━━━ DATA EXTRACT

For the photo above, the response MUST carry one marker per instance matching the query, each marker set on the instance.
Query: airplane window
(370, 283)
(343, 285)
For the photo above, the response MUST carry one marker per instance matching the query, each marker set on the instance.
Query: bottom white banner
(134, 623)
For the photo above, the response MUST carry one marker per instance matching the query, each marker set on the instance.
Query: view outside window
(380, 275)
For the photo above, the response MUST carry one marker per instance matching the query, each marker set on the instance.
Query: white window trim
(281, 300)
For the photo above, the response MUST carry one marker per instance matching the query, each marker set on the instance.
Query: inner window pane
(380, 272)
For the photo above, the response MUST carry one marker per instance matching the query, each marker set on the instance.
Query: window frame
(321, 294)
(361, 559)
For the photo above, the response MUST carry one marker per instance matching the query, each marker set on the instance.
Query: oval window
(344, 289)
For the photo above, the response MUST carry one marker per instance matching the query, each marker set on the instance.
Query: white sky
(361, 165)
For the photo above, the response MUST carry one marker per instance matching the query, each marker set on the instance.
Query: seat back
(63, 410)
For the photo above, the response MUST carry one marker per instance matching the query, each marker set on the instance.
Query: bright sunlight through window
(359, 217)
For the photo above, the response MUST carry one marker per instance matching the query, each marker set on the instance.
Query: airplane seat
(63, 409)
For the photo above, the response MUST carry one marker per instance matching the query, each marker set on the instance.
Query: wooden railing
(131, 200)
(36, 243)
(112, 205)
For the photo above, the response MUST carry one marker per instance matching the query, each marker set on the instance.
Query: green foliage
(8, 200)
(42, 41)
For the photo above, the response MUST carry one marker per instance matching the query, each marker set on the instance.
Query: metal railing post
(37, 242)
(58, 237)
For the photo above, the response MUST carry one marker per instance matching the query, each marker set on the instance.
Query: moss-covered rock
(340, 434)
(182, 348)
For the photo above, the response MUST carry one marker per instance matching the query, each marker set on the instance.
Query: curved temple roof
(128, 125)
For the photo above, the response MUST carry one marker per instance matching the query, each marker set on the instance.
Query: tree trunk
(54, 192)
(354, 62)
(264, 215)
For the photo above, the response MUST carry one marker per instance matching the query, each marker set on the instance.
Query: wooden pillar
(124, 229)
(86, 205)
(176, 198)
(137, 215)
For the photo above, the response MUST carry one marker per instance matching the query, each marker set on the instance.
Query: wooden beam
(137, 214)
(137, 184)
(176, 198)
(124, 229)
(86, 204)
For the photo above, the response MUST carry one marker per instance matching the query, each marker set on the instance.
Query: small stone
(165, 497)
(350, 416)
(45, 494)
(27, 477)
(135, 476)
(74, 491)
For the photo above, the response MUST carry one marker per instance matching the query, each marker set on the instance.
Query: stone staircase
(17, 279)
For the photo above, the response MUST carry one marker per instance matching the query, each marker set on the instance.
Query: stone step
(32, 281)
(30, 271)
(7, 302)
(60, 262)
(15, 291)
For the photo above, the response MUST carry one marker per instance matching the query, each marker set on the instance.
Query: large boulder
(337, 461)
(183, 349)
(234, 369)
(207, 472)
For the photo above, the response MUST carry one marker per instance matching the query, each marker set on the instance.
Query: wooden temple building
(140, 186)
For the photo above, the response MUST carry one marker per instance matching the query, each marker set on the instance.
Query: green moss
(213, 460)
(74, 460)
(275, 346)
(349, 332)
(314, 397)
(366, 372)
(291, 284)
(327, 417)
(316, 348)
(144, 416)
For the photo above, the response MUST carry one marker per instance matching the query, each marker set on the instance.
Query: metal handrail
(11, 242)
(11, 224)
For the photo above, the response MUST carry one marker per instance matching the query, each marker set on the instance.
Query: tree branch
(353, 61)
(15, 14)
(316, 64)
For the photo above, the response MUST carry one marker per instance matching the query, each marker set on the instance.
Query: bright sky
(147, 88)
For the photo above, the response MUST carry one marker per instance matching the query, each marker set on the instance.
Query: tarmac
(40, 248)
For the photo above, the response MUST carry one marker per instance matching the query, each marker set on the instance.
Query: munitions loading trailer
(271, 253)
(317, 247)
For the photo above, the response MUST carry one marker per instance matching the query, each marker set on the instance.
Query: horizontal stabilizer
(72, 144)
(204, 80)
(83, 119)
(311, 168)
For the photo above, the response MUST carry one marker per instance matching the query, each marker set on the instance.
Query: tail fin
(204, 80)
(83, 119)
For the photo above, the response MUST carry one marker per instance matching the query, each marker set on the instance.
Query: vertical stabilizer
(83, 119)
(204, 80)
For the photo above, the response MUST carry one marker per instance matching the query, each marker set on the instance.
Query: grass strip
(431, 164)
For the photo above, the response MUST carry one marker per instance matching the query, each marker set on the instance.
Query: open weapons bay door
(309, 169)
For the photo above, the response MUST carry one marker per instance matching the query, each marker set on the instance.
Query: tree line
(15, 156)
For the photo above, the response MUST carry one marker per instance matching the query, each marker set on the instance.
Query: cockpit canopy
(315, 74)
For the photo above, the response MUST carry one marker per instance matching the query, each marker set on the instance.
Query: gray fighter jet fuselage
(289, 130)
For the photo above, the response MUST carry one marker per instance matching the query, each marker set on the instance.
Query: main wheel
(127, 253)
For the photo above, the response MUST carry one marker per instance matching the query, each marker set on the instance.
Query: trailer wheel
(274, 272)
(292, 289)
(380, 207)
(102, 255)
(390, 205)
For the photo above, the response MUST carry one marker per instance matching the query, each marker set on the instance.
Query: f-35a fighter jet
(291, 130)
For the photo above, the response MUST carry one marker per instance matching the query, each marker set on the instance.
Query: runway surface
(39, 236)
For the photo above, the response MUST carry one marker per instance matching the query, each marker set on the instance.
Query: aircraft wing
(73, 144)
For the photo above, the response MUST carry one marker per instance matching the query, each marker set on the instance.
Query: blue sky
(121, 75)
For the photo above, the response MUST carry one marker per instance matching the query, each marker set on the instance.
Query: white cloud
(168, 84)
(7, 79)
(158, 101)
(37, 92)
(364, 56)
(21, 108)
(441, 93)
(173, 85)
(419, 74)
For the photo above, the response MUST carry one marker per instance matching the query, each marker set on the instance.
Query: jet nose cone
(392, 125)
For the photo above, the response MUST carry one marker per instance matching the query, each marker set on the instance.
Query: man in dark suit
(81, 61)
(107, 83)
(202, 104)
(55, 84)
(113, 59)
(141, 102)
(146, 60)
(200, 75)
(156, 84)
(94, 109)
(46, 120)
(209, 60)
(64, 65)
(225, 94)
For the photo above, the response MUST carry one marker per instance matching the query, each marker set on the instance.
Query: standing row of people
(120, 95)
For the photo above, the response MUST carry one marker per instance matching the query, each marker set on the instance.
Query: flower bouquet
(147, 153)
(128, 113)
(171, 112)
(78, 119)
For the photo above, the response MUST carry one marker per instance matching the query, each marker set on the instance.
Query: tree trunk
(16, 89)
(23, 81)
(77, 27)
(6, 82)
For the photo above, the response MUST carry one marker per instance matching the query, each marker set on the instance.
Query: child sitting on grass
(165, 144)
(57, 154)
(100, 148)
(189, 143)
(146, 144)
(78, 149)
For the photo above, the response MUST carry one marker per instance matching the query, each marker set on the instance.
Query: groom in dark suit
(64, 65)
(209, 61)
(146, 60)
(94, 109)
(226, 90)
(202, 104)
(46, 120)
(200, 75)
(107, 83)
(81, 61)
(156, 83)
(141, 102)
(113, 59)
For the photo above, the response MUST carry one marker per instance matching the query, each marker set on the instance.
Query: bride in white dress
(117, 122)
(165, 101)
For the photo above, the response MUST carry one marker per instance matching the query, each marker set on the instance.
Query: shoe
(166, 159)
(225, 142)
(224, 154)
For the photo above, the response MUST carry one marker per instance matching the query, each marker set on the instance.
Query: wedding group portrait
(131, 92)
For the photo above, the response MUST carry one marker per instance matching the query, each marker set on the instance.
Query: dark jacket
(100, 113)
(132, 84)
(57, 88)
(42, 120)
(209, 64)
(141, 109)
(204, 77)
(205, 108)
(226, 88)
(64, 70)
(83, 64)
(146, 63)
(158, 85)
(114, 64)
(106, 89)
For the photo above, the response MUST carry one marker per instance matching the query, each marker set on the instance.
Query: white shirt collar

━━━━━━

**EXERCISE DIRECTIONS**
Your output must be the exact lines from the one containing "Query: bride in white dress" through the end of the data above, both included, and nothing more.

**EXERCISE SOLUTION**
Query: bride in white dress
(117, 122)
(165, 101)
For the photo above, the response MUST carry one marker per instance matching the query, each marker set on the instance.
Query: shoe
(166, 159)
(225, 142)
(224, 154)
For the photo above, the response MUST carry one marker per instance matching the query, each marker set on the instance.
Query: wedding group portrait
(131, 92)
For the photo above, the response MUST carry one marker per instance matching the query, each marker set on the instance.
Query: dark jacket
(100, 113)
(132, 84)
(57, 88)
(42, 120)
(209, 64)
(141, 109)
(204, 77)
(205, 108)
(226, 88)
(64, 70)
(83, 64)
(146, 63)
(158, 85)
(114, 64)
(106, 89)
For the photo above, the response MUST carry one marker per instance matching the query, each marker set on the instance.
Query: white shirt collar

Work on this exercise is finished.